▸ TASK BRIEF
Look for the line containing "each like [615,429]." in the listing below. Retype that line and every subsequent line through the last one, and only those.

--- SOURCE DATA ---

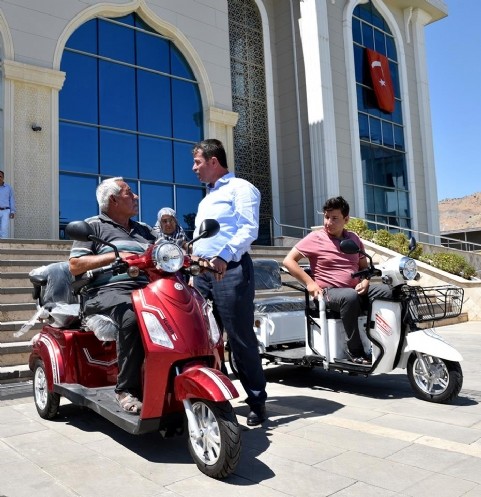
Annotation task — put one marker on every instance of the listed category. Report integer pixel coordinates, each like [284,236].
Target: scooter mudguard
[202,382]
[429,342]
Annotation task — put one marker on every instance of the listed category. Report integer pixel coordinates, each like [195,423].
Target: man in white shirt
[7,206]
[234,203]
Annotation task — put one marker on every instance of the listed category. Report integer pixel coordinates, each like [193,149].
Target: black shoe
[257,415]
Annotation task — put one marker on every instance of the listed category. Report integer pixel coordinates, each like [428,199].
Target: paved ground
[327,435]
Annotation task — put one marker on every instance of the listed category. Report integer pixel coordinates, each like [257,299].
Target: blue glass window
[78,98]
[381,133]
[78,149]
[127,116]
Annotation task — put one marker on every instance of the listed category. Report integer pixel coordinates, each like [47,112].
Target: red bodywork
[191,369]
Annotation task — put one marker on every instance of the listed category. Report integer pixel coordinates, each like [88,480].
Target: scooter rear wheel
[46,402]
[217,451]
[442,382]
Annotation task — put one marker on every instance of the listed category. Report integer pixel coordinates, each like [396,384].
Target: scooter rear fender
[202,382]
[429,342]
[48,350]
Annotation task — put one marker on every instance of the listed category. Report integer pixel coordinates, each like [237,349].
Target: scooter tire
[47,403]
[217,452]
[446,385]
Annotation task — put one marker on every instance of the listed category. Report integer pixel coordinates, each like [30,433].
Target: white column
[314,31]
[419,19]
[31,97]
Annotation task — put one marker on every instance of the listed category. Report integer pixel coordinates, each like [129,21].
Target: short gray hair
[107,188]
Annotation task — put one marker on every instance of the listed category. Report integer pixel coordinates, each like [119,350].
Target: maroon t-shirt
[330,267]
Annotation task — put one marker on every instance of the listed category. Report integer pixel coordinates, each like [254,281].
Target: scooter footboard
[202,382]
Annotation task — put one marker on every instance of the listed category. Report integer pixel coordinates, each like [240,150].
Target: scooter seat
[279,304]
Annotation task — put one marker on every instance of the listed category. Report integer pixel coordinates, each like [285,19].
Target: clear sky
[453,50]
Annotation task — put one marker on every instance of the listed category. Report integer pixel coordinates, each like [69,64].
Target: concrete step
[18,244]
[33,254]
[8,330]
[17,312]
[25,266]
[14,279]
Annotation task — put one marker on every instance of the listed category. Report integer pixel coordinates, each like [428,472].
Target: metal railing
[421,236]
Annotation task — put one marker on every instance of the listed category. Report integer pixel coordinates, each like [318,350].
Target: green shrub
[451,263]
[398,242]
[359,226]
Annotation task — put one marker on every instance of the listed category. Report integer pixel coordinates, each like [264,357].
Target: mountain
[460,213]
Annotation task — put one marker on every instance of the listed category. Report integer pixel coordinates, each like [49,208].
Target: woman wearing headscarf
[168,228]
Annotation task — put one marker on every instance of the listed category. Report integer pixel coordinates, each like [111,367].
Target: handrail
[438,239]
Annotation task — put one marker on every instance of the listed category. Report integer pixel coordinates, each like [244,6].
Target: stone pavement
[327,435]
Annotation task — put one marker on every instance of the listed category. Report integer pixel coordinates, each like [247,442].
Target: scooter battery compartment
[279,320]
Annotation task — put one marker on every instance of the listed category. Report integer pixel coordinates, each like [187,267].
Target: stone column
[31,157]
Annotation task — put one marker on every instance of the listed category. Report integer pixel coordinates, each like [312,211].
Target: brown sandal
[128,402]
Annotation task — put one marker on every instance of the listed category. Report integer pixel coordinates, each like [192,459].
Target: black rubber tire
[232,364]
[217,452]
[46,402]
[447,384]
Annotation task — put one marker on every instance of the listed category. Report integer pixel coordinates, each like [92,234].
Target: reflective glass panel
[118,153]
[78,96]
[77,197]
[154,103]
[183,162]
[188,116]
[152,52]
[117,96]
[116,42]
[78,148]
[156,159]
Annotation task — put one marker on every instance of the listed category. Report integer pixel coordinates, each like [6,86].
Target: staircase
[17,259]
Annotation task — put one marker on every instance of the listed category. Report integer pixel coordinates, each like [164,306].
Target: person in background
[168,228]
[234,203]
[111,295]
[331,273]
[7,206]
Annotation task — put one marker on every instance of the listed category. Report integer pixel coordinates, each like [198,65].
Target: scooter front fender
[202,382]
[429,342]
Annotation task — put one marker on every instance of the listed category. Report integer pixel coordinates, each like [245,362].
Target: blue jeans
[233,302]
[349,304]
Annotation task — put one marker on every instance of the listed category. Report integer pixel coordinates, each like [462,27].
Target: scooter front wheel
[217,450]
[434,379]
[46,402]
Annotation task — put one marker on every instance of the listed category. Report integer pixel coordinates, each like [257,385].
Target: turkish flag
[381,80]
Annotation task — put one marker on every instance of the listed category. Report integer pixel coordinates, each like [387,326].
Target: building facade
[312,98]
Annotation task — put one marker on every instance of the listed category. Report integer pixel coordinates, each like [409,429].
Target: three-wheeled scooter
[304,332]
[184,350]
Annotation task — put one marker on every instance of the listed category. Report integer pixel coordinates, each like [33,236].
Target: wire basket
[434,302]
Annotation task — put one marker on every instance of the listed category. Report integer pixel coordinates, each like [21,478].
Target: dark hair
[336,203]
[212,148]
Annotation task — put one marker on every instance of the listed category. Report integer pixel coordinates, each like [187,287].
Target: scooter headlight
[168,257]
[214,331]
[157,333]
[408,268]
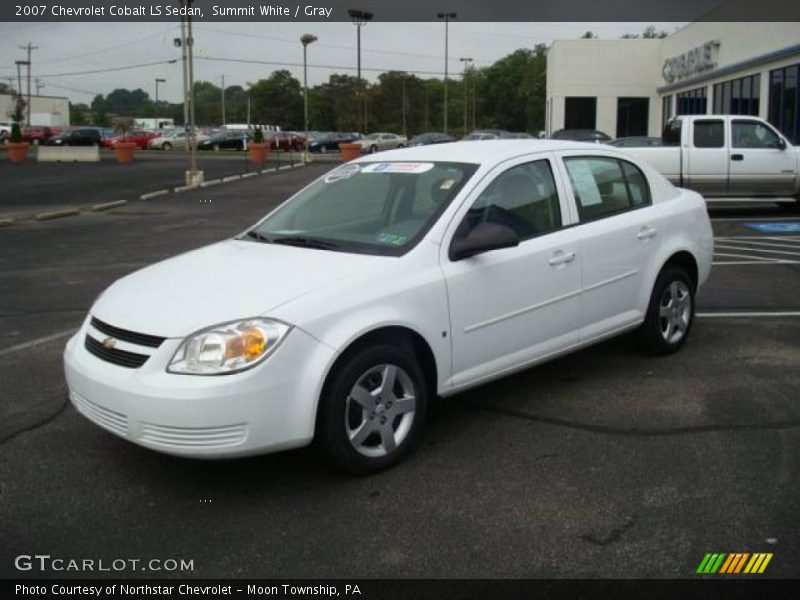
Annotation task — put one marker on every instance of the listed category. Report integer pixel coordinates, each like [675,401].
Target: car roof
[479,152]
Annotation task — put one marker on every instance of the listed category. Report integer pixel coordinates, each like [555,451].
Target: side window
[709,134]
[752,134]
[523,198]
[606,186]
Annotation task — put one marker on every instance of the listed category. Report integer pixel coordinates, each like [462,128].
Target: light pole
[466,61]
[446,17]
[360,18]
[158,80]
[306,39]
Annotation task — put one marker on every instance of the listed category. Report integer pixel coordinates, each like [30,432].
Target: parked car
[37,134]
[78,136]
[387,282]
[375,142]
[640,141]
[582,135]
[424,139]
[232,139]
[727,155]
[290,141]
[140,137]
[330,142]
[175,139]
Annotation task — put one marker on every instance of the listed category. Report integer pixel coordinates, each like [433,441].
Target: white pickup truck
[726,155]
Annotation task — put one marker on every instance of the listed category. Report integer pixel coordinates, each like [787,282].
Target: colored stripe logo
[734,563]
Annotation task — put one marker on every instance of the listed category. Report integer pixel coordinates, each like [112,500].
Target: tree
[278,100]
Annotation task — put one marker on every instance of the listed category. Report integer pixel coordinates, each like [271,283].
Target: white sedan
[343,313]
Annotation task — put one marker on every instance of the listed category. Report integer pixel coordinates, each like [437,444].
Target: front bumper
[264,409]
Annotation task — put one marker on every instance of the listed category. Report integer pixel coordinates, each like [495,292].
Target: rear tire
[364,426]
[670,313]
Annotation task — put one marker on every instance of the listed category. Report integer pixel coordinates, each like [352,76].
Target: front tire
[372,410]
[670,313]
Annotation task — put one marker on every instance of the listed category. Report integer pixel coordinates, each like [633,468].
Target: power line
[124,68]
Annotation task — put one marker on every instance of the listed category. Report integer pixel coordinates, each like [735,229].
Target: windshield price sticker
[343,172]
[398,167]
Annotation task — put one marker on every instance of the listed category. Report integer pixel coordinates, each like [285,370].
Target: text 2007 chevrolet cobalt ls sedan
[338,317]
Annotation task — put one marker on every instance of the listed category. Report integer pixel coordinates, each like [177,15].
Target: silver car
[176,139]
[375,142]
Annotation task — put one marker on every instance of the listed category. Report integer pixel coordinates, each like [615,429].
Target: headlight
[228,347]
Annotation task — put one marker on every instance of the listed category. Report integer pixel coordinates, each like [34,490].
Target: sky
[66,50]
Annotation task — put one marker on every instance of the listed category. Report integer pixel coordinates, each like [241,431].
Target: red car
[37,135]
[285,140]
[140,137]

---

▸ ANSWER IN FULL
Annotation task — put one marker on every instance of the listed category. Report integer pixel coordinates, each like [615,429].
Target: headlight
[228,347]
Annotation task — put one marker on every instance of the listed category. Report integer pixel coordinates, each like [34,490].
Target: sky
[66,50]
Annotation task — put one marker on every instance of the listed category. Report integer pixel coordinates, each like [241,431].
Target: red car
[37,135]
[285,140]
[140,137]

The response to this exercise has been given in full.